**Supplied passage:**
Samar College
- Former name: Samar Junior College
- Type: Private, Nonsectarian
- Established: 1949
- Students: Around 5,000
- Location: Mabini Avenue, Catbalogan, Samar, Philippines 11°46′41″N 124°52′57″E﻿ / ﻿11.77807°N 124.88261°E
- Colors: Emerald Green
- Website: samarcollege.edu.ph
- Location in the Visayas Location in the Philippines

= Samar College =

Private school in Samar, Philippines

Samar College, Inc. (Kolehiyo ng Samar; Eskuwelahan Tersyedad han Samar; abbreviated as SC) is a private school in Catbalogan, Samar, Philippines. It was founded in 1949 as the Samar Junior College and initially offered Elementary Teacher Certificate and Associate in Arts. Bachelor's degree programs in Education were opened in the 1950s, while the Bachelor of Science in Commerce followed in the 1980s. The college expanded its undergraduate programs throughout the years, and it eventually established the College of Graduate Studies in the late 1990s. This was also the same time that the high school and elementary departments were opened.

**Your goal:**
Please answer these from the Samar College profile:
1. What color does the profile list as the school's color?
2. About how many students does the school have?
3. In what decade were its Bachelor of Science in Commerce programs added?

**Material:**
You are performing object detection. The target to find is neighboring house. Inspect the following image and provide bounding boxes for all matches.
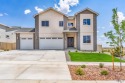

**Written answer:**
1. Emerald Green
2. Around 5,000
3. The 1980s